-- Source document follows --

Let's analyze the overall performance and identify areas for improvement:


In [None]:
# Calculate overall statistics
all_scores = [score for result in evaluation_results for test_result in result['test_results'] 
              if test_result['score'] is not None for score in [test_result['score']]]

if all_scores:
    print(f"Overall Performance Statistics:")
    print(f"Average Score: {np.mean(all_scores):.2f}")
    print(f"Median Score: {np.median(all_scores):.2f}")
    print(f"Standard Deviation: {np.std(all_scores):.2f}")
    print(f"Min Score: {np.min(all_scores):.2f}")
    print(f"Max Score: {np.max(all_scores):.2f}")
    
    # Identify low-performing areas
    low_scores = [score for score in all_scores if score < 3.0]
    print(f"\nLow Scores (< 3.0): {len(low_scores)} out of {len(all_scores)} ({len(low_scores)/len(all_scores)*100:.1f}%)")
    
    # Performance by test type
    print(f"\nPerformance by Test Type:")
    for test in unit_tests:
        test_scores = [test_result['score'] for result in evaluation_results 
                      for test_result in result['test_results'] 
                      if test_result['test'] == test and test_result['score'] is not None]
        if test_scores:
            avg_score = np.mean(test_scores)
            print(f"  {test[:50]}...: {avg_score:.2f}")

# Display detailed results
print(f"\nDetailed Evaluation Results:")
for i, result in enumerate(evaluation_results):
    print(f"\n--- Evaluation {i+1} ---")
    print(f"Question: {result['question']}")
    print(f"Generated Response: {result['generated_response']}")
    print(f"Test Scores:")
    for test_result in result['test_results']:
        if test_result['score'] is not None:
            print(f"  - {test_result['test'][:50]}...: {test_result['score']}/5")
        else:
            print(f"  - {test_result['test'][:50]}...: Error - {test_result.get('error', 'Unknown error')}")

-- Source document concluded --

Answer these questions using the code excerpt on evaluation performance.
1. Below what value is a score counted as low?
2. How many characters of each test name does the code print?
3. What default text is shown when a test result has no score and no error is recorded?

-- Information provided follows --

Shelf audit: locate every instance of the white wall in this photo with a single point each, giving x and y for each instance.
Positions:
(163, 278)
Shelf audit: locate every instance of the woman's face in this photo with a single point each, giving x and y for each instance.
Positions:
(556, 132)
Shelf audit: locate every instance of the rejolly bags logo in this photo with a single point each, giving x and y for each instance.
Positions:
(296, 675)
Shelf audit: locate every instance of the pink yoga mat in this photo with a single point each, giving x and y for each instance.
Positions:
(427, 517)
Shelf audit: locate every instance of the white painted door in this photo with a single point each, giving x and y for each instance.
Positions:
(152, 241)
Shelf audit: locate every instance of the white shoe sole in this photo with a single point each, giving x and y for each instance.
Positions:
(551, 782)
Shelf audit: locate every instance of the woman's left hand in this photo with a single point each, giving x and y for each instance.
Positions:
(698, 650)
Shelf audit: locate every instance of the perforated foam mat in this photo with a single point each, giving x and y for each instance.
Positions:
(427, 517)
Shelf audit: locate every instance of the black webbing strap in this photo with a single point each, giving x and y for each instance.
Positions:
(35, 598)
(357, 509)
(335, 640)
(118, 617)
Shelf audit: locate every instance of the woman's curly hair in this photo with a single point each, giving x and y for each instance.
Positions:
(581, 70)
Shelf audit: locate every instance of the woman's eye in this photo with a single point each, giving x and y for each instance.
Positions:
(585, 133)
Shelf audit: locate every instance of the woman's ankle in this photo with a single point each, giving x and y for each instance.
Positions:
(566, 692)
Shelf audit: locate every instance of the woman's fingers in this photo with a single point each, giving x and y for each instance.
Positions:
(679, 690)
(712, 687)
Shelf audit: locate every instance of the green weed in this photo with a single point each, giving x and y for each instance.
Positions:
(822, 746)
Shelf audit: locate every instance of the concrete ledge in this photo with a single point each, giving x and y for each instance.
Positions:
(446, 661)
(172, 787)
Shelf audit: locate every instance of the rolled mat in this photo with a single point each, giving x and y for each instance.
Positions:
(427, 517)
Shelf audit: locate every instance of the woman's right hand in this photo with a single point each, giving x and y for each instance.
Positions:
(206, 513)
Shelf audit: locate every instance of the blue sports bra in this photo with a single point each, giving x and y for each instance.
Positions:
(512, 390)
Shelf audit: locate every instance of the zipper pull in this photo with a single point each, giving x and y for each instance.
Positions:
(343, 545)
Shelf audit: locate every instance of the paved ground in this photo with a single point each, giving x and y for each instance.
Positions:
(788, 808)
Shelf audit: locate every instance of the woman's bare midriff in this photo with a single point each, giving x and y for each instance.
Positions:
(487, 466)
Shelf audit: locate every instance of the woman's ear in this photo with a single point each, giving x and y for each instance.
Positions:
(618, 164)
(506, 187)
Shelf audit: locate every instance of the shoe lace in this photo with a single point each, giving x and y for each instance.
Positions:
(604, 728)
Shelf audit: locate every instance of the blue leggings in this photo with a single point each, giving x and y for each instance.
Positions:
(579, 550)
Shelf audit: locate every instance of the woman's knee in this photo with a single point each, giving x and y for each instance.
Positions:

-- Information provided concluded --

| Output for this exercise |
1. 3.0
2. The first 50
3. Unknown error